• **WHAT IS REQUIRED**: Wherever a line holds the word "wristwatch", copy that line from the data.

• **TASK DATA**:

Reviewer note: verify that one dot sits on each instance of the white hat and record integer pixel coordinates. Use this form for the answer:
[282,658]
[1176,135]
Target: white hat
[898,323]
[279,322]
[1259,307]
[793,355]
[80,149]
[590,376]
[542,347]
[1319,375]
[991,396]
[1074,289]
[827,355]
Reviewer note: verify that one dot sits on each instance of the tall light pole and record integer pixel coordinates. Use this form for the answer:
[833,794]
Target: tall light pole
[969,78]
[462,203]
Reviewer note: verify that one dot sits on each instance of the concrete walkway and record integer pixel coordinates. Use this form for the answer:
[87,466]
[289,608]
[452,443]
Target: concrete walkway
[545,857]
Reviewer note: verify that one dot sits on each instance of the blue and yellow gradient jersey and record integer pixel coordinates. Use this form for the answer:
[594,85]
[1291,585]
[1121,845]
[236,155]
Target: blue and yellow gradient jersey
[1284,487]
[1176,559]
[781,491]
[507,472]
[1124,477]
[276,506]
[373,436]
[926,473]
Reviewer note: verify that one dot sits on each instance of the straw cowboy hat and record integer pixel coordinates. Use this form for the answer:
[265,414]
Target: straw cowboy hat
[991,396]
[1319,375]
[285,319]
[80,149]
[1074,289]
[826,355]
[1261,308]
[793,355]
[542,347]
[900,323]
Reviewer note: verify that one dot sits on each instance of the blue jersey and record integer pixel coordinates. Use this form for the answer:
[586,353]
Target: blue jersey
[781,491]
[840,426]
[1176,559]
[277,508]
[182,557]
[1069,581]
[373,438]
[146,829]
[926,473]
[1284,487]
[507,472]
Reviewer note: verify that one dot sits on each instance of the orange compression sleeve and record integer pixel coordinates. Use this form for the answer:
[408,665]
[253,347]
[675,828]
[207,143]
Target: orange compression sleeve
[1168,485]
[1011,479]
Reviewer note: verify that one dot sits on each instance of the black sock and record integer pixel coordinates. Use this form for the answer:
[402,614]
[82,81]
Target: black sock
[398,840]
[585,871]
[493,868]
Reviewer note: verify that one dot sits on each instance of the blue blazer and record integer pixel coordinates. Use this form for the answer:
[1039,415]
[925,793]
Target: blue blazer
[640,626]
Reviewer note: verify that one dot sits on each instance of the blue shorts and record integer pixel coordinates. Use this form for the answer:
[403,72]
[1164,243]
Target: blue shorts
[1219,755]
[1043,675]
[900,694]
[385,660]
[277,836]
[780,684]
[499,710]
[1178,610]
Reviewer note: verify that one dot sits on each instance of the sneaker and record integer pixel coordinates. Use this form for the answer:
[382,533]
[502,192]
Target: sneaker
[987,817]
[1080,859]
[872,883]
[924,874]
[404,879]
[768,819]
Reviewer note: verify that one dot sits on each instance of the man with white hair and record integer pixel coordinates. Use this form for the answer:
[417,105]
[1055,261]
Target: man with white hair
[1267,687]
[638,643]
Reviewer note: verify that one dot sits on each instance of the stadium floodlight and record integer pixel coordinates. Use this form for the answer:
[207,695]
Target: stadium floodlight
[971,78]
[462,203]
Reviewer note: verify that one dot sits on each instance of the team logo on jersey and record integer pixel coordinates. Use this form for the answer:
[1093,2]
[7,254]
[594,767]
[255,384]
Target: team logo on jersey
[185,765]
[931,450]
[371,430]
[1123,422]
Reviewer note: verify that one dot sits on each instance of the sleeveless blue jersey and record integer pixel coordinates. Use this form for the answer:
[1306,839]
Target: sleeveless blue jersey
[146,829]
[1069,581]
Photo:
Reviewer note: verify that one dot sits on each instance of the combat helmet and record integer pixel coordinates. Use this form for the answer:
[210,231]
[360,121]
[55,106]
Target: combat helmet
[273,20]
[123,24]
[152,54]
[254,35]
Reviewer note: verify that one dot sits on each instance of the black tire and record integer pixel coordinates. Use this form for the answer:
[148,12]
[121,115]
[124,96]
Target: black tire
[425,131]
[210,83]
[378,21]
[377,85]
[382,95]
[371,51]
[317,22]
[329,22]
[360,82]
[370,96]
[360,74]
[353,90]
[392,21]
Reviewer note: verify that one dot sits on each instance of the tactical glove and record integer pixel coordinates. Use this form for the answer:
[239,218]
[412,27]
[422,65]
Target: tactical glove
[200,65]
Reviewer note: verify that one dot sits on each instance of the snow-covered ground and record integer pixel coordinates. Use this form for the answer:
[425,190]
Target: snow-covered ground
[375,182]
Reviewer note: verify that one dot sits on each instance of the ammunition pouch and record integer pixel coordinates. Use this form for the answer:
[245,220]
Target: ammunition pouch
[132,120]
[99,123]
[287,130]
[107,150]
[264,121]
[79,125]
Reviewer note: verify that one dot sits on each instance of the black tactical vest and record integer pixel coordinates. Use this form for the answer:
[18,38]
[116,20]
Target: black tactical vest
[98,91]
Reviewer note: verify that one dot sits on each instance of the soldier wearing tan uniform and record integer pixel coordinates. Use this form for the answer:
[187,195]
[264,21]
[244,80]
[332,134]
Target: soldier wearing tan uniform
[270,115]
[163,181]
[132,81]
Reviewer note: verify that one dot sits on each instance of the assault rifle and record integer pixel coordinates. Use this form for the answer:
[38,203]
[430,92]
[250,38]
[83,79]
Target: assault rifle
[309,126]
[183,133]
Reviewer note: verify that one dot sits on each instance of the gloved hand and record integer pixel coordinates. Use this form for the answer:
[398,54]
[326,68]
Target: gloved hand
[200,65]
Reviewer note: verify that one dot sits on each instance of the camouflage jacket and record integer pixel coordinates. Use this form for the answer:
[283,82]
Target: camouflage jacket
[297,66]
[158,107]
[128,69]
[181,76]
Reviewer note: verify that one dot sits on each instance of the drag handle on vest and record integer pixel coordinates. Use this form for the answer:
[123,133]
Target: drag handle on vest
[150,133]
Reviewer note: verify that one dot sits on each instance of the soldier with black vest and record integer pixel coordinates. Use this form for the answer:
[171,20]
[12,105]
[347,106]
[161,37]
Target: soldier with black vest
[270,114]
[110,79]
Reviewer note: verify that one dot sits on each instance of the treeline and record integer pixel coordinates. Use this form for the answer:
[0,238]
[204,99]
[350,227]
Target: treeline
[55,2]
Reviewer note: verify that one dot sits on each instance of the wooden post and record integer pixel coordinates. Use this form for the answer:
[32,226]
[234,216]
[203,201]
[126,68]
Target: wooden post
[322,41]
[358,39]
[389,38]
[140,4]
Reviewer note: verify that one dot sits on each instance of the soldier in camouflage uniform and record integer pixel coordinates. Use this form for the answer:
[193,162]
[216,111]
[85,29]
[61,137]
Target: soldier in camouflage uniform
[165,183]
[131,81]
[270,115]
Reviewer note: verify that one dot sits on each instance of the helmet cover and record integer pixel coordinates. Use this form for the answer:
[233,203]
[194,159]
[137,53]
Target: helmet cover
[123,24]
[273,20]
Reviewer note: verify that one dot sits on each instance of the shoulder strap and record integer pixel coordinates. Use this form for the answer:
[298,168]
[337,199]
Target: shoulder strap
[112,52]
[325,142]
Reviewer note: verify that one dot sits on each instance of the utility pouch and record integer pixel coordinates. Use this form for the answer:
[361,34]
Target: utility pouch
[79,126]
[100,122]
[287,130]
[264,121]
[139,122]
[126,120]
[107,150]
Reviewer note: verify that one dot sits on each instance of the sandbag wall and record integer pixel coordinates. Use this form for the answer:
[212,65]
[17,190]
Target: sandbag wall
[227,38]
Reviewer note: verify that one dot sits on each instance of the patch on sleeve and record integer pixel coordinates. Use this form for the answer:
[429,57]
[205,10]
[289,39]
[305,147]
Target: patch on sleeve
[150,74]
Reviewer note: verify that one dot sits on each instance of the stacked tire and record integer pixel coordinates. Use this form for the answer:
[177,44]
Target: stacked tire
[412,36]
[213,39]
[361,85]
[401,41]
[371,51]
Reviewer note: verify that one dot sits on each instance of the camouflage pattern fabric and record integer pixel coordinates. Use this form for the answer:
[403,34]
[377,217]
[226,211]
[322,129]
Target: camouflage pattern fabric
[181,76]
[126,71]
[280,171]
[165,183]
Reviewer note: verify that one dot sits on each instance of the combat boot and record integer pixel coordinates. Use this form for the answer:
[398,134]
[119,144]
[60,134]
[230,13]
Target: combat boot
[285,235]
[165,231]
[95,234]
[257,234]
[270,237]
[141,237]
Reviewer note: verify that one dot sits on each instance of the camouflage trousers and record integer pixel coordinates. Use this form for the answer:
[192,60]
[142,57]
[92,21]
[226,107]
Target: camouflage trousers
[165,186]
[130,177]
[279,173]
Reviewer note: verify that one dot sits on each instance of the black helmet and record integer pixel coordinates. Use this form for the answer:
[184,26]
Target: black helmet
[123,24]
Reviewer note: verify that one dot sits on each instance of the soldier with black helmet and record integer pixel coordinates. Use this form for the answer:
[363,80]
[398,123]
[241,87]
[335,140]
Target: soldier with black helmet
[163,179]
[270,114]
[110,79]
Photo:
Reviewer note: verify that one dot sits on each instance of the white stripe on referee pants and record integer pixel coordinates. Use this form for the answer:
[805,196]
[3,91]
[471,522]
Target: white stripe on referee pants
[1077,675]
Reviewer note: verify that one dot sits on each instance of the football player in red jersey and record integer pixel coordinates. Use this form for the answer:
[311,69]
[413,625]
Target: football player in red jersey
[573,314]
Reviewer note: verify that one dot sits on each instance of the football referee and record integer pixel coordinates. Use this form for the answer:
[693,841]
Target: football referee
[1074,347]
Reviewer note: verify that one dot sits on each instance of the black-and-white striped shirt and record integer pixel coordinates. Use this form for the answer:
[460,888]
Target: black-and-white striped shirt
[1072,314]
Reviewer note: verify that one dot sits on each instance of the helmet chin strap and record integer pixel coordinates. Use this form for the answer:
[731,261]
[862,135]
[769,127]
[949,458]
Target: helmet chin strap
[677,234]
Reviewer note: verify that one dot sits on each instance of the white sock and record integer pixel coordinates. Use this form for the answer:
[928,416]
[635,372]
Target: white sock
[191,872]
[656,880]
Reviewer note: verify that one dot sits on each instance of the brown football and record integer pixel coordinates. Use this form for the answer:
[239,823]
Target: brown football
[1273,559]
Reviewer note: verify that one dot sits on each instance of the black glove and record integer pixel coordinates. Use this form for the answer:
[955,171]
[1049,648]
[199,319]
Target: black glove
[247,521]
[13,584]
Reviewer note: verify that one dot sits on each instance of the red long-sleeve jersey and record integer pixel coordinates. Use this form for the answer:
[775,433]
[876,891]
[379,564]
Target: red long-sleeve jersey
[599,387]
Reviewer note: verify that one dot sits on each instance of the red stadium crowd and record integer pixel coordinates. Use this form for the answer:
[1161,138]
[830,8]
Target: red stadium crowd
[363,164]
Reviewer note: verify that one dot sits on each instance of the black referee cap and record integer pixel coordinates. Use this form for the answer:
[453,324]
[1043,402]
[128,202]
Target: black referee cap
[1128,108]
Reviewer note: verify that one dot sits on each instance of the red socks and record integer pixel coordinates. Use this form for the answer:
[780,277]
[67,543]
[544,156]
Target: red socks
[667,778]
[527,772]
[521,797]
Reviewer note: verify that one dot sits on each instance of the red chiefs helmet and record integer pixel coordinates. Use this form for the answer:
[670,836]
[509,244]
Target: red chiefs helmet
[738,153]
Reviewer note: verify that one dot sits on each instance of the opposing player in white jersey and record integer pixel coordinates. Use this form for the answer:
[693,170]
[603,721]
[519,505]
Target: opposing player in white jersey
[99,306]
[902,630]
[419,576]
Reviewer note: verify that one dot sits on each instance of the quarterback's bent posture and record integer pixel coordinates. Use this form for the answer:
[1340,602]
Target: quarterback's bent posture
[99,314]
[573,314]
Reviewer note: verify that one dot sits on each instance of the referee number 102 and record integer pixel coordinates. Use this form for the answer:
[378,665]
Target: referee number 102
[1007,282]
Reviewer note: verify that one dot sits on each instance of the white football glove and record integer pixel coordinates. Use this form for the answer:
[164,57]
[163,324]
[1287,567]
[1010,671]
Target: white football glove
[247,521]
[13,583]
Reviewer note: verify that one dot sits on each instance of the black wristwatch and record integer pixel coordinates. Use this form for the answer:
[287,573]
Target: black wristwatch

• **RESULT BELOW**:
Reviewer note: verify that one dot sits on each instance of the black wristwatch and record integer pixel coordinates. Use this form for the answer:
Target: black wristwatch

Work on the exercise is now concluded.